Lyle Overbay has never had an at-bat in the postseason. Some would say that this is not a coincidence, that a team operating with a de-powered first baseman is working under a handicap compared to those teams that carry hulking sluggers at the gateway. Yet, you can win a championship with Overbay. The Washington Senators did it three times.
Ballplayers have types. Similarity scores, be they Bill James-style or the more sophisticated version employed by PECOTA, can help us identify those types, but sometimes you can see ballplayer families with the naked eye. In real life, you don’t get to choose families. You’re born into one, and if your family is rich, poor, nurturing, rejecting, comforting, violent, it’s not your call. Similarly, an ugly set of in-laws might be a disincentive to a marriage, but typically the identity of the potential spouse trumps concerns about having to endure Thanksgiving dinner with Mort and Bunny-Sue.

**ITEMS**
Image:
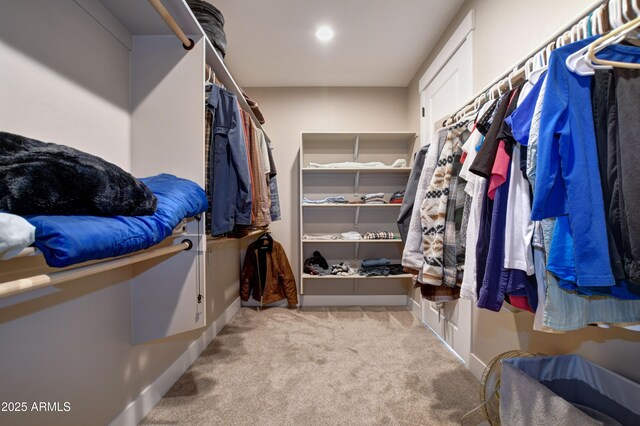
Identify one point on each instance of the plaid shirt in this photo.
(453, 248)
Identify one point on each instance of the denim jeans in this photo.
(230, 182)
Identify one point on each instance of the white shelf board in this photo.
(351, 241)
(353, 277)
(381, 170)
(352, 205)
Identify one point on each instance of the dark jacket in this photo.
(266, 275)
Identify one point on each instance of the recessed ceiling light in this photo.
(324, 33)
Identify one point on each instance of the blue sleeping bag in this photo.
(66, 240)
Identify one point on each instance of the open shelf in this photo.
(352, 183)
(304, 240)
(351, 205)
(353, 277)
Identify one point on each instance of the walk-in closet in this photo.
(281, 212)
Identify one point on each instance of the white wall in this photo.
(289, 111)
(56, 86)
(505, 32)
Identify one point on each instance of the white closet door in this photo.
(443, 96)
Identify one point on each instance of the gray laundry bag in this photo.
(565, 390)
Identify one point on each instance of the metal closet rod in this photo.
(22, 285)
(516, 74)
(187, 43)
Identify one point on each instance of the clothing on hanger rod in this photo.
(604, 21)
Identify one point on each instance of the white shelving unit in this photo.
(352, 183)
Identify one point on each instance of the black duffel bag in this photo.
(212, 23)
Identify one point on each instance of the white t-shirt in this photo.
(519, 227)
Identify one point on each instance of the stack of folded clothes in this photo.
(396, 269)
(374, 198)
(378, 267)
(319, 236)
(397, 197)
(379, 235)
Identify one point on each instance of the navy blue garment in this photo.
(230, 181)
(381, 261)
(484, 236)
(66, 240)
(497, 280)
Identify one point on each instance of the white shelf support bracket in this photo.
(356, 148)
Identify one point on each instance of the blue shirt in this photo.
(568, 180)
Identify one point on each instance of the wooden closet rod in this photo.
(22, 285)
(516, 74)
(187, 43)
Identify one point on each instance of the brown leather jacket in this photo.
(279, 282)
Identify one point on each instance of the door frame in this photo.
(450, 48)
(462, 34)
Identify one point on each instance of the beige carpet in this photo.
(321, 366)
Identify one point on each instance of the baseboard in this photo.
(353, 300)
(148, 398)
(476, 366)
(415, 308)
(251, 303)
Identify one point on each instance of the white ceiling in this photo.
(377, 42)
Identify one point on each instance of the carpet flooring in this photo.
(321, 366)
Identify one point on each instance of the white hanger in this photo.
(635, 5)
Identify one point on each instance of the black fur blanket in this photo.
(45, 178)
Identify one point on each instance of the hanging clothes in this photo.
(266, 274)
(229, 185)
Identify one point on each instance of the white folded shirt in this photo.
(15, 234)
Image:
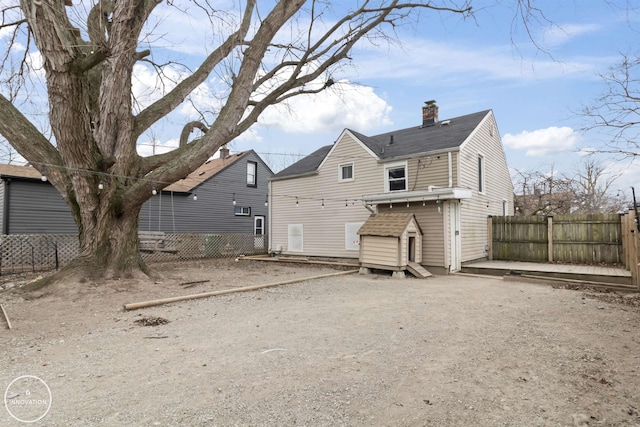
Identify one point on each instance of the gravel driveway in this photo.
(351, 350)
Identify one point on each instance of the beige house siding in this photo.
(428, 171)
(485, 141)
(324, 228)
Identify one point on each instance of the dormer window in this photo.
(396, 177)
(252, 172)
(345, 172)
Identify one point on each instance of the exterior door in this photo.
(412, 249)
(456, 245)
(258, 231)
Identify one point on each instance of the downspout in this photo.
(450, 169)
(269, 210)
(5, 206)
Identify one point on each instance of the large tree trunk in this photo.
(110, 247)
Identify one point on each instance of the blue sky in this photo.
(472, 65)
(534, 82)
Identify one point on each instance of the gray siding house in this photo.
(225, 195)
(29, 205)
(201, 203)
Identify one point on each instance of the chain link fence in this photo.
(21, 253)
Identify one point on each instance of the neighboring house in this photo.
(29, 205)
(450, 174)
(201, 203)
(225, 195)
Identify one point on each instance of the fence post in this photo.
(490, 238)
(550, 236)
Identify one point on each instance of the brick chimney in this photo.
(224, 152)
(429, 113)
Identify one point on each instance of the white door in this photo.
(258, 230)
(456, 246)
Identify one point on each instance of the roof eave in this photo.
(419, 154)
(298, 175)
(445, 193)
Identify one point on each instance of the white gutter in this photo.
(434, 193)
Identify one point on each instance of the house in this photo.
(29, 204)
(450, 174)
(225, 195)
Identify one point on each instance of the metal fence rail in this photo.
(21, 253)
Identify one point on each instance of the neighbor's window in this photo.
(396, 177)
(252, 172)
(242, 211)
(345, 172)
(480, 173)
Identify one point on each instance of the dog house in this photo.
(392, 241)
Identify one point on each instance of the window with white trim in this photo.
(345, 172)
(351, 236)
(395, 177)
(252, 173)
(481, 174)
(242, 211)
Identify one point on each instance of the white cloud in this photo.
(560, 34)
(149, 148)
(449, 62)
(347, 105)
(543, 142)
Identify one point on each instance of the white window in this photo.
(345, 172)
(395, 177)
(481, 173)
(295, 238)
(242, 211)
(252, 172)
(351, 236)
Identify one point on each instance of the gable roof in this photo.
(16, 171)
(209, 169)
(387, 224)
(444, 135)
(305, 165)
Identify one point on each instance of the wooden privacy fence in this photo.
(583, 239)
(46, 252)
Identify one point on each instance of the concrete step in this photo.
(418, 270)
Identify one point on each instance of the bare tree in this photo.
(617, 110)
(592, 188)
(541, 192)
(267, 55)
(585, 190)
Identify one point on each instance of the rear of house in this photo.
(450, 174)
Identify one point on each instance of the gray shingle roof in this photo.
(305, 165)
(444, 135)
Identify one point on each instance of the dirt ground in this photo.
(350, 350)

**TASK SET**
1: List every word the passage on Lyle Overbay uses to describe the kinds of family a person might be born into.
2: Write out the part of the passage on Lyle Overbay starting with "Ballplayers have types." and going on through "Mort and Bunny-Sue.".

**TASK-BY-TASK ANSWERS**
1: rich, poor, nurturing, rejecting, comforting, violent

2:
Ballplayers have types. Similarity scores, be they Bill James-style or the more sophisticated version employed by PECOTA, can help us identify those types, but sometimes you can see ballplayer families with the naked eye. In real life, you don’t get to choose families. You’re born into one, and if your family is rich, poor, nurturing, rejecting, comforting, violent, it’s not your call. Similarly, an ugly set of in-laws might be a disincentive to a marriage, but typically the identity of the potential spouse trumps concerns about having to endure Thanksgiving dinner with Mort and Bunny-Sue.